* **PASAJE DEL DOCUMENTO**:

---

Pero, además, diversos países atienden el riego de dependencia mediante la promoción de aseguramientos complementarios, que a veces se apoya en mutualidades y demás aseguradoras sin ánimo de lucro.

En fin, en algunos Estados, las compañías privadas de seguros, de intención lucrativa, han propuesto la creación de una nueva rama o sector en los seguros de personas para atender específicamente las situaciones de dependencia.

6. La amplitud objetiva, la elasticidad, del último de aquellos tres nuevos riesgos sociales citados es, probablemente, la principal razón explicativa de la atención preferente que le han concedido los Gobiernos de los Estados y las organizaciones internacionales y supranacionales competentes. Su posible alcance objetivo, en efecto, admite integrar en un único programa asistencial el remedio para las consecuencias del cambio de las estructuras y las funciones de las familias, las transformaciones del empleo y el desamparo y marginación crecientes de ancianos, minusválidos, menores y enfermos.

7. El legislador español, sin embargo, contrariando la orientación común europea, ha dispuesto la artificiosa fórmula de dotar al riesgo social de dependencia de un “sistema” protector propio y distinto; tan alejado del sistema estatal de Seguridad Social como del autonómico de Asistencia social o público.

El fundamento aparente de semejante decisión radica en la “desigualdad territorial” que su plena “asistencialización” podría producir. De este modo, se impide el progreso autonómico del asunto, que sería plenamente coherente con las orientaciones constitucionales, y se fuerza una solución que tampoco tiene cabida en lo que se ha llamado “solución natural” (B. Suárez) de la dependencia: es decir, situando de pleno su competencia en el seno de la Seguridad Social.

---

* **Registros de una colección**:
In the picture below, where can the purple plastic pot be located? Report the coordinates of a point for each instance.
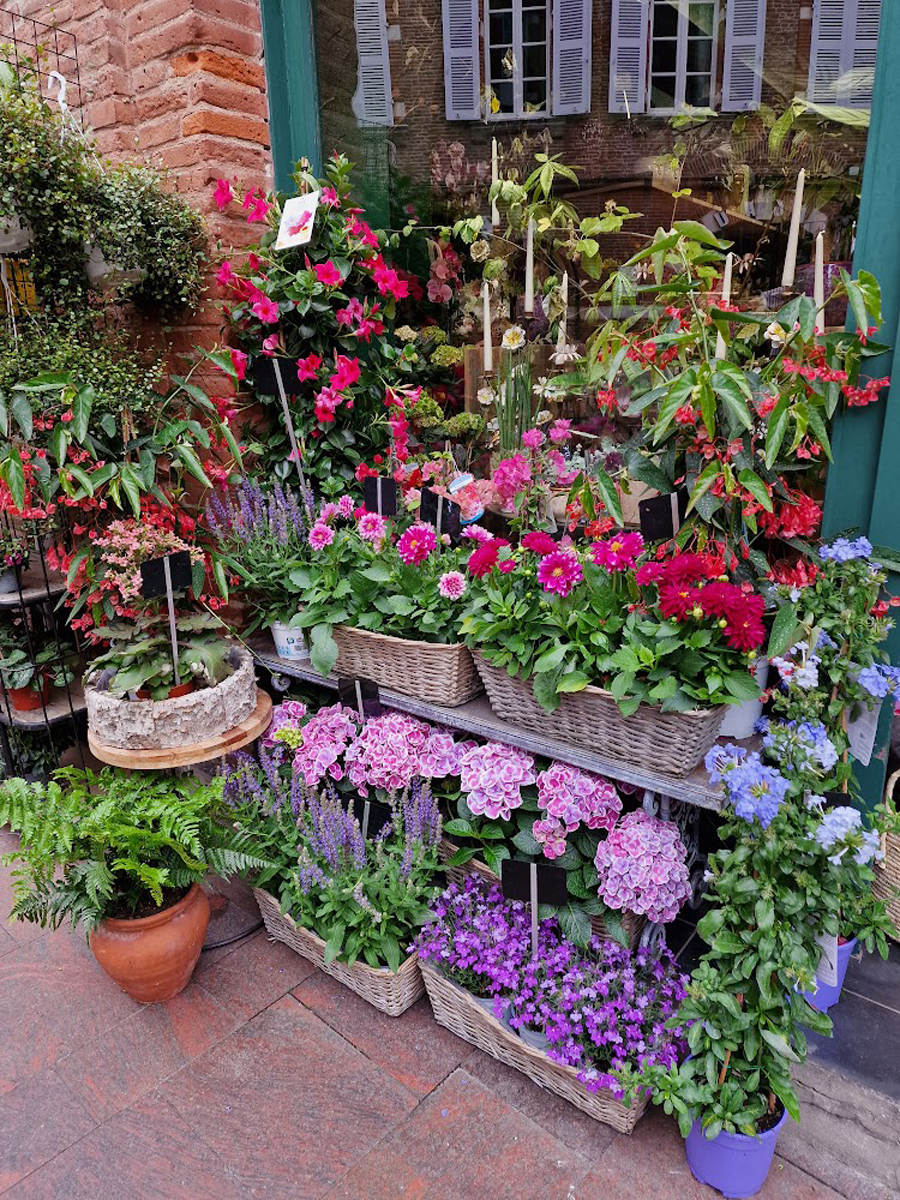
(827, 995)
(733, 1163)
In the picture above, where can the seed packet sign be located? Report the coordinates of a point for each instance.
(165, 576)
(298, 220)
(379, 495)
(537, 883)
(444, 515)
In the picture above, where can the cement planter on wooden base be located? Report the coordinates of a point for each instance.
(169, 724)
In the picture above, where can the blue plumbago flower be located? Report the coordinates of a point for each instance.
(845, 551)
(755, 791)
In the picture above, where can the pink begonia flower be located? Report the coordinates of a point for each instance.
(239, 361)
(267, 310)
(328, 274)
(307, 367)
(223, 195)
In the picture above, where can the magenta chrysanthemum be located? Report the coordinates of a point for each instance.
(559, 573)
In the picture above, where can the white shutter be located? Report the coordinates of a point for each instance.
(862, 57)
(372, 102)
(571, 57)
(462, 76)
(628, 55)
(744, 39)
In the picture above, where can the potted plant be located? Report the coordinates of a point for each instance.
(124, 856)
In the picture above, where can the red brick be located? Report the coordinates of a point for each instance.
(227, 125)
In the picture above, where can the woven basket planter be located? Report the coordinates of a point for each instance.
(389, 991)
(431, 671)
(673, 743)
(887, 871)
(631, 923)
(461, 1013)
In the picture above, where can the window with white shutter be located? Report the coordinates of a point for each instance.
(372, 102)
(845, 40)
(571, 57)
(462, 76)
(628, 55)
(744, 41)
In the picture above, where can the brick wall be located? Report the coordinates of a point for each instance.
(179, 83)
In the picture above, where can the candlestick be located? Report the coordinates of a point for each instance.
(495, 178)
(720, 352)
(486, 323)
(819, 285)
(529, 269)
(793, 237)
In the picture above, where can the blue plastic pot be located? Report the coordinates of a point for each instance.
(827, 995)
(733, 1163)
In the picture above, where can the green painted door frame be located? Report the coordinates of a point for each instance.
(864, 480)
(293, 85)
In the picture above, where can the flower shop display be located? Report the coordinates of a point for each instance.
(346, 900)
(124, 856)
(383, 601)
(639, 658)
(479, 946)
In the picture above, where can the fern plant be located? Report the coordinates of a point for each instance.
(114, 844)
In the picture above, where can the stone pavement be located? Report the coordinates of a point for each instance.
(268, 1079)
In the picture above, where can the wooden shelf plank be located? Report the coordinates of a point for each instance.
(477, 717)
(190, 755)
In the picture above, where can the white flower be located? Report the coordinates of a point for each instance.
(514, 339)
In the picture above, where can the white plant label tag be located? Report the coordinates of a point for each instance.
(862, 731)
(827, 969)
(298, 220)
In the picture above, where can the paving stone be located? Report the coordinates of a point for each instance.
(142, 1051)
(287, 1103)
(412, 1048)
(256, 973)
(465, 1141)
(37, 1120)
(144, 1153)
(53, 999)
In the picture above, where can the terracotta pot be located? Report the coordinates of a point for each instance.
(153, 958)
(27, 700)
(184, 689)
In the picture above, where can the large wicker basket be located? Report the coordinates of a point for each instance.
(672, 742)
(887, 871)
(460, 1013)
(390, 991)
(431, 671)
(631, 923)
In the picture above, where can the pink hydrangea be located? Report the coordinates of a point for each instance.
(451, 586)
(492, 778)
(642, 868)
(559, 573)
(551, 834)
(325, 738)
(417, 543)
(574, 796)
(385, 755)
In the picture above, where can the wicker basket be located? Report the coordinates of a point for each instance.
(389, 991)
(460, 1013)
(431, 671)
(672, 742)
(631, 923)
(887, 871)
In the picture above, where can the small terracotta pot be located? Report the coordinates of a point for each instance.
(184, 689)
(27, 700)
(153, 958)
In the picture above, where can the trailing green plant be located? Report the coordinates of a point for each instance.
(114, 844)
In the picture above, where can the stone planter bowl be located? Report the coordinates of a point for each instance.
(171, 724)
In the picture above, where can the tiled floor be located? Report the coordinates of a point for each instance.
(268, 1079)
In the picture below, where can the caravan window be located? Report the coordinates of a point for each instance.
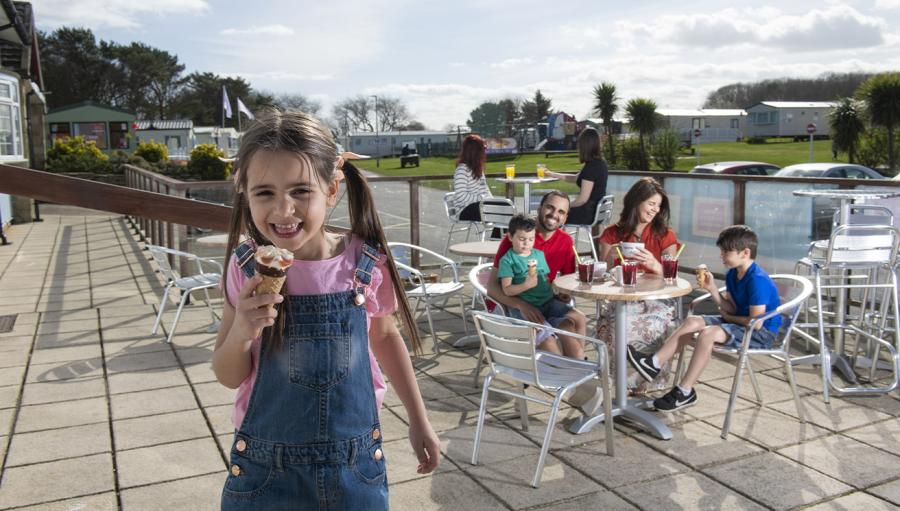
(10, 119)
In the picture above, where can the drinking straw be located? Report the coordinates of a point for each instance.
(577, 257)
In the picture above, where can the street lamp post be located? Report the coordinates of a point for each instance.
(377, 142)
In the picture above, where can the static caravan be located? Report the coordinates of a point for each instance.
(715, 124)
(788, 118)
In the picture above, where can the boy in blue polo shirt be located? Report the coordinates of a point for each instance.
(749, 293)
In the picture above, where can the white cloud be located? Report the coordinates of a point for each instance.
(111, 13)
(834, 27)
(264, 30)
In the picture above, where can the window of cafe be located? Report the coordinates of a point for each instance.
(92, 132)
(10, 120)
(59, 131)
(118, 135)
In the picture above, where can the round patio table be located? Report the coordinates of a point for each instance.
(527, 182)
(649, 287)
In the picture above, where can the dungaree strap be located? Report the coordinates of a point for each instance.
(245, 261)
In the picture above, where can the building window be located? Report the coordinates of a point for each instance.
(59, 131)
(92, 132)
(10, 119)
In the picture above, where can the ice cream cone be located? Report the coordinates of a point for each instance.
(272, 264)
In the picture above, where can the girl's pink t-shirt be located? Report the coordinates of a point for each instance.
(316, 278)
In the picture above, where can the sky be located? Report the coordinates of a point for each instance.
(443, 59)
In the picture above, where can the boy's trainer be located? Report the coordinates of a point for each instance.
(641, 363)
(675, 400)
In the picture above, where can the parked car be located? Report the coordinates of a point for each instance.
(836, 170)
(740, 168)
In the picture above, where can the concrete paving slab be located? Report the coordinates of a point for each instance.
(856, 500)
(633, 462)
(510, 480)
(55, 444)
(120, 383)
(195, 493)
(446, 491)
(888, 491)
(151, 402)
(159, 428)
(776, 481)
(698, 444)
(61, 415)
(847, 460)
(686, 491)
(167, 462)
(55, 480)
(883, 435)
(839, 415)
(101, 502)
(770, 429)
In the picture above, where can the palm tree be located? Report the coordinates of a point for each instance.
(641, 114)
(846, 126)
(881, 97)
(606, 107)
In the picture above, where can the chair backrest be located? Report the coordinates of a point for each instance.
(162, 260)
(478, 277)
(450, 207)
(865, 214)
(862, 244)
(508, 345)
(497, 212)
(604, 210)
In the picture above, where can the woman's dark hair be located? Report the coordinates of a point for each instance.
(642, 190)
(589, 145)
(311, 141)
(473, 154)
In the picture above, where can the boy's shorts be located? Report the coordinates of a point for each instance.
(761, 339)
(554, 312)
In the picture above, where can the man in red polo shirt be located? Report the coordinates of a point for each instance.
(556, 245)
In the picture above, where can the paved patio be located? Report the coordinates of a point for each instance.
(95, 413)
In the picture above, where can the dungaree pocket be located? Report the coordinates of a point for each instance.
(320, 354)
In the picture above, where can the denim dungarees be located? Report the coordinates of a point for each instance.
(311, 439)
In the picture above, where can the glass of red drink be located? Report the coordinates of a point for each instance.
(629, 273)
(670, 268)
(586, 271)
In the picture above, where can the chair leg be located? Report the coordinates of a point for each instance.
(545, 446)
(481, 412)
(732, 399)
(162, 308)
(753, 381)
(184, 298)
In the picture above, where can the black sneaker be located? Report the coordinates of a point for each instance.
(675, 400)
(641, 363)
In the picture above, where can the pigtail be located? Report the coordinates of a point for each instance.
(364, 223)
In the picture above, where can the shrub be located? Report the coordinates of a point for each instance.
(664, 148)
(631, 155)
(205, 161)
(152, 151)
(872, 148)
(75, 154)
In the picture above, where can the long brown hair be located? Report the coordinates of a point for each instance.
(589, 145)
(642, 190)
(305, 136)
(473, 154)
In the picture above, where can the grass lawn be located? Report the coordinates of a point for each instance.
(780, 152)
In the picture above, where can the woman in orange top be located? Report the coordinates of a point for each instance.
(645, 219)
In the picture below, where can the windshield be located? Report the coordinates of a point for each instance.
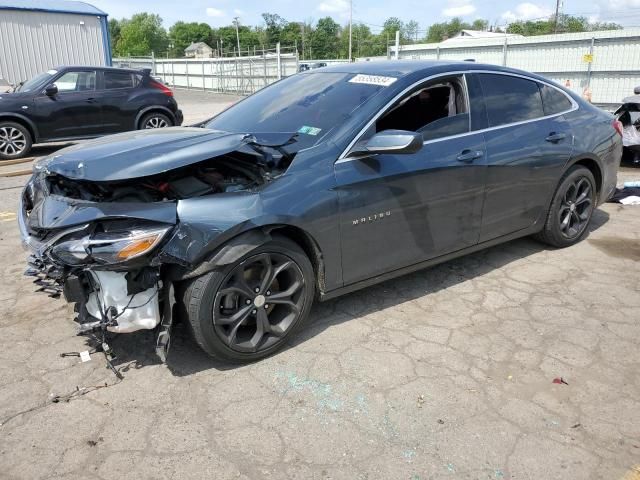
(36, 81)
(311, 104)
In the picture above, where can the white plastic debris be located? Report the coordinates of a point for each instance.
(140, 311)
(630, 200)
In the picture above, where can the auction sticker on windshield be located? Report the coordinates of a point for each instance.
(373, 80)
(309, 130)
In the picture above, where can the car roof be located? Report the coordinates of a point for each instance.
(400, 68)
(59, 68)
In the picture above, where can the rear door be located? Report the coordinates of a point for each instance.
(398, 210)
(526, 150)
(74, 111)
(118, 113)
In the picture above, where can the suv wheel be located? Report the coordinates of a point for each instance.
(248, 309)
(15, 141)
(571, 208)
(155, 120)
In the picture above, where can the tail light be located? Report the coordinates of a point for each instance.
(617, 124)
(163, 88)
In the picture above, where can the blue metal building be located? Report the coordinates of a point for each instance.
(36, 35)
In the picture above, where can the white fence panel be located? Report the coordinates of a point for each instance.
(611, 75)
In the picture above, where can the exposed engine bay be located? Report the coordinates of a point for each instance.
(230, 173)
(115, 247)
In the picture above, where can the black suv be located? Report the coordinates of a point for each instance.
(72, 103)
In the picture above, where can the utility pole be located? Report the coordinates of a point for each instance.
(350, 26)
(235, 21)
(558, 9)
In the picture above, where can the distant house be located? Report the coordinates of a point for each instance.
(475, 34)
(198, 50)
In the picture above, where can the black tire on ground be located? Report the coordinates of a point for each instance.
(15, 141)
(571, 209)
(240, 314)
(155, 120)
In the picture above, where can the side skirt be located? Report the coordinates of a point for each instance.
(428, 263)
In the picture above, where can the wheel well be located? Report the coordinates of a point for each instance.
(155, 110)
(594, 168)
(309, 246)
(20, 121)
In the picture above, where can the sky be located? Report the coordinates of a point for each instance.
(372, 12)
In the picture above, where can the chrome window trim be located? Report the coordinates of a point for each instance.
(574, 106)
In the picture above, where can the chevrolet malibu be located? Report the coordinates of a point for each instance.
(323, 183)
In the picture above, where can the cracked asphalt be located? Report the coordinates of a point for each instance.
(445, 373)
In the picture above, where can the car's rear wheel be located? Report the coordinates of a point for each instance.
(15, 141)
(155, 120)
(248, 309)
(571, 208)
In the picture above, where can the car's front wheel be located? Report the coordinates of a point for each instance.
(15, 141)
(155, 120)
(571, 208)
(248, 309)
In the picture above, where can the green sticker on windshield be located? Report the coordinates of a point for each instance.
(309, 130)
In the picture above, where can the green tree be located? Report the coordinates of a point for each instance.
(325, 39)
(274, 27)
(141, 35)
(441, 31)
(182, 34)
(566, 24)
(390, 26)
(411, 30)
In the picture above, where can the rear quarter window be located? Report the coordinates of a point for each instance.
(553, 100)
(118, 80)
(510, 99)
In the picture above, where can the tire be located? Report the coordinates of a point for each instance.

---

* **TAREA 1**: Traduce al inglés esta oración del pasaje sobre el riesgo de dependencia: "En fin, en algunos Estados, las compañías privadas de seguros, de intención lucrativa, han propuesto la creación de una nueva rama o sector en los seguros de personas para atender específicamente las situaciones de dependencia."
* **TAREA 2**: Transcribe sin cambios el pasaje sobre el riesgo de dependencia, empezando en "6. La amplitud" y terminando en "menores y enfermos.".

* **RESULTADO DEL EJERCICIO 1**: Finally, in some States, private for-profit insurance companies have proposed creating a new branch or sector within personal insurance to specifically address situations of dependency.

* **RESULTADO DEL EJERCICIO 2**:
6. La amplitud objetiva, la elasticidad, del último de aquellos tres nuevos riesgos sociales citados es, probablemente, la principal razón explicativa de la atención preferente que le han concedido los Gobiernos de los Estados y las organizaciones internacionales y supranacionales competentes. Su posible alcance objetivo, en efecto, admite integrar en un único programa asistencial el remedio para las consecuencias del cambio de las estructuras y las funciones de las familias, las transformaciones del empleo y el desamparo y marginación crecientes de ancianos, minusválidos, menores y enfermos.